◆ What the task asks ◆
The entries below are to be copied exactly, with every picture left out.

^^^^

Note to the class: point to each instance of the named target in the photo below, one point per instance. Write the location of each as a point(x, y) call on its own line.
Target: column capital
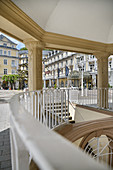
point(31, 44)
point(101, 54)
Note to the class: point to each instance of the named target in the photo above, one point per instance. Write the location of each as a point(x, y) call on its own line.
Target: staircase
point(58, 112)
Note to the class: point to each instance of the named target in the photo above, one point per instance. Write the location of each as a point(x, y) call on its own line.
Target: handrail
point(49, 150)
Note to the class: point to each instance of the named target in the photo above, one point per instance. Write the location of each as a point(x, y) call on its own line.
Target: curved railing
point(30, 139)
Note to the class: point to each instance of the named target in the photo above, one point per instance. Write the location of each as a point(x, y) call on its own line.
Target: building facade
point(8, 57)
point(67, 69)
point(23, 68)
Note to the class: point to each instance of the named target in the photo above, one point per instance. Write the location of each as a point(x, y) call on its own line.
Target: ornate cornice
point(12, 13)
point(16, 16)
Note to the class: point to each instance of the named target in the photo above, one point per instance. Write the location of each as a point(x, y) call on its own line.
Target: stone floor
point(5, 150)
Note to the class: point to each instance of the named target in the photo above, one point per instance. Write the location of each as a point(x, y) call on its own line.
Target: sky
point(19, 44)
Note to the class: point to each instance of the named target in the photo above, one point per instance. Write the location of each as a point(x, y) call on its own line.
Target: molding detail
point(15, 15)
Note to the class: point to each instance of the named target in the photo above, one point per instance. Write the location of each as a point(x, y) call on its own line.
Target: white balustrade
point(30, 139)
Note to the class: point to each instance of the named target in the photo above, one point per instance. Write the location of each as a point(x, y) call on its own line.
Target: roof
point(86, 19)
point(2, 36)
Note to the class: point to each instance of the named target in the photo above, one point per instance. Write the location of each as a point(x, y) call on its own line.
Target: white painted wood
point(49, 150)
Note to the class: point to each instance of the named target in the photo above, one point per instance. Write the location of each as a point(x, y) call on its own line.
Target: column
point(102, 81)
point(34, 64)
point(49, 82)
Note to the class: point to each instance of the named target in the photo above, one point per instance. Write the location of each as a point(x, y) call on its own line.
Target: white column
point(57, 82)
point(50, 82)
point(102, 62)
point(34, 64)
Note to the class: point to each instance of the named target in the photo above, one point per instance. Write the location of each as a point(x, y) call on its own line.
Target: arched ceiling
point(87, 19)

^^^^

◆ Task solution ◆
Note to the class: point to each instance of the named target in the photo below, one point per instance. Write the location of each as a point(x, y) call on its own line.
Target: column capital
point(31, 44)
point(101, 54)
Note to the class: point to each instance of the named target in the photo above, one point per instance. Write the location of each as a point(x, y) call on its own line.
Target: staircase
point(58, 112)
Note to the class: point to each instance of the named target in the photo above, one point per instance. Write the location of each as a point(x, y) call on its own line.
Target: handrail
point(49, 150)
Note to the class: point to each instance of the named target in the photo above, one point per instance. Write the location of each as a point(x, y) call on its own line.
Target: curved railing
point(30, 139)
Note to the class: point to each instance of the named target in the photo above, one point per instance. Write the location of each as a point(x, y) call on its own line.
Target: building facade
point(8, 57)
point(67, 69)
point(23, 68)
Note to the class: point to each instance of the named target in the photo above, one point per instance. Write the location of each as a point(x, y) call on its own line.
Target: ornate cornice
point(12, 13)
point(16, 16)
Note to the class: point to each instance of the named target in the photo above, one point per instance. Write the location of each as a point(x, y) call on its own line.
Target: stone floor
point(5, 150)
Note to the class: point to each instance of the named target in the photo above, one point per instance. Write the location of each as a point(x, y) call on its own line.
Target: sky
point(19, 44)
Note to the class: point to each instance of the named target in the photo above, one point per instance. Write the location of each as a point(x, y) call on its own line.
Target: molding detail
point(15, 15)
Note to the class: point to each instance of the named target in the photo above, one point per instance. Write the location of each as a point(x, y) call on its own line.
Target: white balustrade
point(30, 139)
Note to the class: point to each instance of the named target in the photo above, one point per instance. Write the location of each as a point(x, y) call on its own line.
Target: roof
point(86, 19)
point(2, 36)
Note to the class: point to each instance of the named target in the photo above, one point per instance. Write the location of each as a point(x, y) call on its own line.
Target: white painted wood
point(49, 150)
Note to the class: point to each instance of the named target in the photo above, one point per instance. Write the location of each as a point(x, y) call on its own line.
Target: column
point(102, 81)
point(34, 64)
point(49, 82)
Note to the class: point to each instance of the named target in the photo above, one point per instance. Write the location of each as a point(x, y) call on its own line.
Target: white column
point(57, 82)
point(50, 82)
point(102, 62)
point(34, 64)
Note to the class: point to each instance of the named target in the photo above, one point per instance. Write the location of each as a point(x, y) call on its own line.
Target: arched ceiling
point(87, 19)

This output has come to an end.